[Begin RECORDS FOR THE TASK]

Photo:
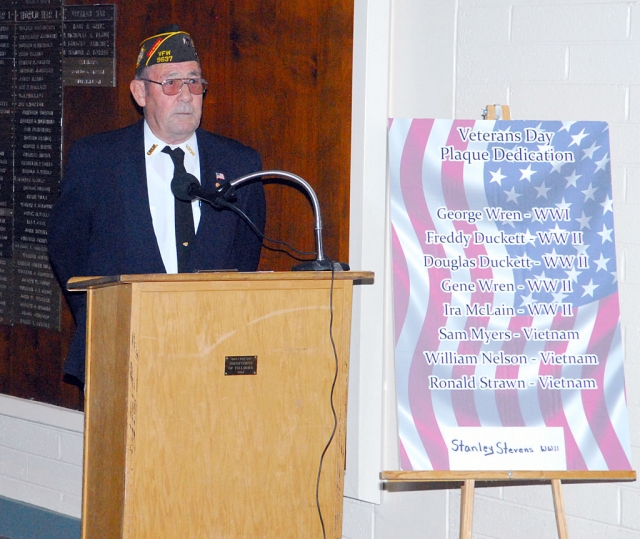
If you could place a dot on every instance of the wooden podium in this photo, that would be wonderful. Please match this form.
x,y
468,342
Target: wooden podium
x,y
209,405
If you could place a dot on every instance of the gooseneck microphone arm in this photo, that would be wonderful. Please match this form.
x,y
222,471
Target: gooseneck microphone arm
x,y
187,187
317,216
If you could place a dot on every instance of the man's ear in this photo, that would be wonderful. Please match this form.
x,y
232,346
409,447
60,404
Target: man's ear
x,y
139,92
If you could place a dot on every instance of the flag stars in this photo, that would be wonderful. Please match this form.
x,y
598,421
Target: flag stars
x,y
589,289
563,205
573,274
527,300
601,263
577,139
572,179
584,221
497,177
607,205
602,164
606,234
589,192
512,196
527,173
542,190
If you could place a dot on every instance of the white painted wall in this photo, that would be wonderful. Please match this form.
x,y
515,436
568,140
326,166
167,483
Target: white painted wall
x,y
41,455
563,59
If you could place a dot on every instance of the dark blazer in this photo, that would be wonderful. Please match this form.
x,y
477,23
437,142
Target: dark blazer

[End RECORDS FOR THE TASK]

**EXERCISE**.
Copy the lines verbatim, from the line containing "of the dark" through the last line, inclusive.

**EXERCISE RESPONSE**.
If you could place a dot on every instance of the dark blazer in this photo, that would be wonderful. Please match this form.
x,y
477,23
437,142
Target: dark blazer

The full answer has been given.